## WHAT THE TASK REQUIRES
Collect and copy out each row below that contains the string "decorative". Case counts.
— START OF LISTING —
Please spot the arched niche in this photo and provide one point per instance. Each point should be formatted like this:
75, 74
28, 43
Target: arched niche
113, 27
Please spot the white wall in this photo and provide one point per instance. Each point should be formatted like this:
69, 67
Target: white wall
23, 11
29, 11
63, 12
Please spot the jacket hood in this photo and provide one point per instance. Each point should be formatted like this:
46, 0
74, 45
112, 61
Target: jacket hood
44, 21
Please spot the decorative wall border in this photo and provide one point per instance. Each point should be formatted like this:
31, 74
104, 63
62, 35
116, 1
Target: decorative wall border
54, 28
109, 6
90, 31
— END OF LISTING —
— START OF LISTING —
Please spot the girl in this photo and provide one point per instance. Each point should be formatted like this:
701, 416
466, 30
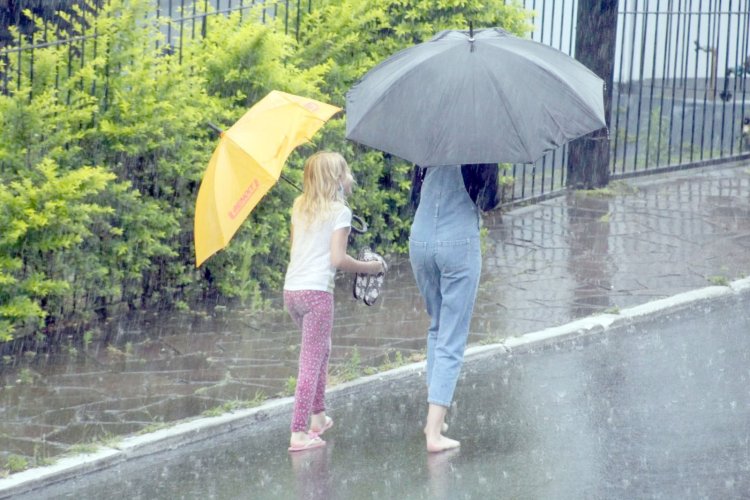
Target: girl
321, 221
— END OF LISTING —
## THE REPLY
Please spot the decorative wall border in this photo and provide one point per instance. Each point should be formatted like this:
Target: decorative wall border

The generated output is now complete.